▶ _Problem to solve_
Repeat exactly each line of the data provided below.

Extracted data entries

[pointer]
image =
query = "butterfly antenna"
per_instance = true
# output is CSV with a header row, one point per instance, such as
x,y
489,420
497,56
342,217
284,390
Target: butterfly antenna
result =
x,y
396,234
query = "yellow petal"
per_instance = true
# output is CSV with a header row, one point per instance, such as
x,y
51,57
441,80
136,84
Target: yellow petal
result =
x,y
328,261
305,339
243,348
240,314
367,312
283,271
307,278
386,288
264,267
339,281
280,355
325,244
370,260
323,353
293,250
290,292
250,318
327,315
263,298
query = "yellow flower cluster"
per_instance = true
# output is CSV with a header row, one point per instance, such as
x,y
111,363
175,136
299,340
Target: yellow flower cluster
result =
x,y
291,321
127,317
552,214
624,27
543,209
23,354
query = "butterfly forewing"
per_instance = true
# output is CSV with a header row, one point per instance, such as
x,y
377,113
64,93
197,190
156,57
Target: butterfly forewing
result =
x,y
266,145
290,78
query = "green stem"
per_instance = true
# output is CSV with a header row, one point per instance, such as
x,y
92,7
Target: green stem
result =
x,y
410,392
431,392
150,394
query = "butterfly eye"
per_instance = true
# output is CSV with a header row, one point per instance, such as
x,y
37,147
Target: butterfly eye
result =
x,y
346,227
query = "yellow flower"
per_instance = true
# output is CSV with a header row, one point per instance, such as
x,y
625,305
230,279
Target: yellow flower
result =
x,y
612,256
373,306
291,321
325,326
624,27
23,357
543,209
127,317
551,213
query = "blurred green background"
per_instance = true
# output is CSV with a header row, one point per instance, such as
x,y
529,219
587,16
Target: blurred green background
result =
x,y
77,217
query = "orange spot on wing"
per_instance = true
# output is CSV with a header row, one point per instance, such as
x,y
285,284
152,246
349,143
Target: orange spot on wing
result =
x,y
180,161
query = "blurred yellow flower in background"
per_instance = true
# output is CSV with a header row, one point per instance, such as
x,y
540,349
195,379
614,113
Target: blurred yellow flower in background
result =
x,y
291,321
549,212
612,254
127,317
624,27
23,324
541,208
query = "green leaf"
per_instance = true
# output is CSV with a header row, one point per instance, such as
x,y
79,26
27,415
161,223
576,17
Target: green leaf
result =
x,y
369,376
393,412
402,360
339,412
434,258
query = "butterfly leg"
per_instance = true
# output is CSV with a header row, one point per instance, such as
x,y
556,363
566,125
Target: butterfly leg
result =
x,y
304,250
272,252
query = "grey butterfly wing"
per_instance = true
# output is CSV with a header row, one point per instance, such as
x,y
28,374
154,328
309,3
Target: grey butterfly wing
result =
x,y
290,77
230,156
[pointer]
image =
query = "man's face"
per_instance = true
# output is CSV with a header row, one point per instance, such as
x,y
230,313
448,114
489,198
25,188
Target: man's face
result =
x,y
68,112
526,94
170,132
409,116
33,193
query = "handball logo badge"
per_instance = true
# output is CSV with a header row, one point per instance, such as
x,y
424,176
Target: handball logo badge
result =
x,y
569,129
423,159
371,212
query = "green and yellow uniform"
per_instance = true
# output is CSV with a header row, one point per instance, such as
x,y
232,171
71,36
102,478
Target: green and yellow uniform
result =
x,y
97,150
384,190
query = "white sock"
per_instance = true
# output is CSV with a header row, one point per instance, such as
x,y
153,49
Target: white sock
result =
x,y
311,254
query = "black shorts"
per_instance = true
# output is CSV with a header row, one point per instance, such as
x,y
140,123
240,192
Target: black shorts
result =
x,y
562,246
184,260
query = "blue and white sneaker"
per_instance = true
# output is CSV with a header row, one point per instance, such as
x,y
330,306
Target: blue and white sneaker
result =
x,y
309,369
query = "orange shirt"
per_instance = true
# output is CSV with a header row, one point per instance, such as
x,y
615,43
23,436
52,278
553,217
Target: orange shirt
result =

▶ _Complete response_
[pointer]
image =
query = "butterfly antenna"
per_instance = true
# output is CSV with a header row, one point per instance, such as
x,y
489,420
497,56
342,217
284,390
Target: butterfly antenna
result =
x,y
396,234
query = "yellow petal"
per_instance = true
# output is CSV with a header row, one point per instance, such as
x,y
51,57
441,80
136,84
Target: yellow petal
result =
x,y
328,261
305,339
243,348
240,314
367,312
283,271
307,278
386,288
264,267
339,281
280,355
325,244
370,260
323,353
293,250
290,292
250,318
327,315
263,298
query = "yellow flower cluster"
per_instance = true
# output is CSV with a header row, one point per instance, such as
x,y
111,363
175,136
299,340
Target: yellow flower cluster
result =
x,y
291,321
127,317
552,214
624,27
543,209
23,354
query = "butterfly forewing"
per_instance = true
# output is CSV with a header row, one point per instance, such as
x,y
377,113
64,93
197,190
156,57
Target: butterfly forewing
result =
x,y
266,145
290,78
query = "green stem"
per_instance = true
# output is CSV with a header row, one point per instance, such as
x,y
92,7
Target: green stem
result =
x,y
410,392
431,392
150,394
query = "butterfly eye"
per_instance = true
# output is CSV with a header row, one point per instance, such as
x,y
37,147
Target: butterfly eye
result =
x,y
346,227
query = "yellow flower"
per_instance = true
# output is CSV with a header row, one point per instance, such as
x,y
625,305
230,279
Target: yellow flower
result =
x,y
612,256
373,306
291,321
325,326
624,27
23,357
543,209
127,317
551,213
query = "blurred green background"
per_instance = true
# output is CSV with a header row, one point per instance, such as
x,y
529,219
587,16
Target: blurred green background
result =
x,y
77,217
query = "orange spot on wing"
per_instance = true
# output is CSV with a header row, one point per instance, such as
x,y
285,284
152,246
349,143
Target: orange spot on wing
result =
x,y
180,161
query = "blurred yellow flower in background"
per_instance = true
# output is CSV with a header row, one point per instance, such as
x,y
540,349
195,379
614,113
Target: blurred yellow flower in background
result =
x,y
291,321
549,212
612,254
127,317
624,27
23,324
541,208
query = "green leaf"
per_instance = true
# output is CSV with a header row, one point per instance, such as
x,y
79,26
27,415
161,223
576,17
Target: green leaf
result =
x,y
369,376
393,412
402,360
339,412
434,258
query = "butterfly leg"
per_instance = true
# output is CSV with a header row, one point per instance, such as
x,y
556,363
566,125
Target: butterfly leg
result =
x,y
304,250
272,252
query = "grey butterfly wing"
per_instance = true
# output is CSV with a header row, one point per instance, such as
x,y
28,374
154,328
309,3
Target: grey butterfly wing
result =
x,y
290,77
230,156
[pointer]
image =
query = "man's face"
per_instance = true
# output is CSV with a header row, one point per instance, such as
x,y
230,313
448,114
489,198
25,188
Target: man's face
result =
x,y
68,112
526,94
170,132
409,116
33,193
query = "handball logo badge"
per_instance = true
# output is CSV with a header row, one point per instance, such as
x,y
424,176
Target: handball logo badge
result =
x,y
569,129
423,159
371,212
query = "green and yellow uniform"
per_instance = true
# output is CSV with a header row, one point per instance, such as
x,y
232,171
71,36
102,478
Target: green and yellow uniform
result =
x,y
97,150
384,190
query = "white sock"
per_instance = true
# output is CSV with a header row, one point per instance, such as
x,y
153,49
Target: white sock
result =
x,y
311,254
query = "black shorts"
per_instance = true
# output is CSV with a header row, one point per instance, such as
x,y
140,123
240,192
Target: black shorts
result =
x,y
562,246
184,260
query = "blue and white sneaker"
per_instance = true
# output is CSV with a header row, one point per instance, such as
x,y
330,306
Target: blue and white sneaker
result =
x,y
309,369
query = "orange shirt"
per_instance = true
# output is CSV with a header row, one point per instance, such as
x,y
615,43
23,436
52,278
553,217
Target: orange shirt
result =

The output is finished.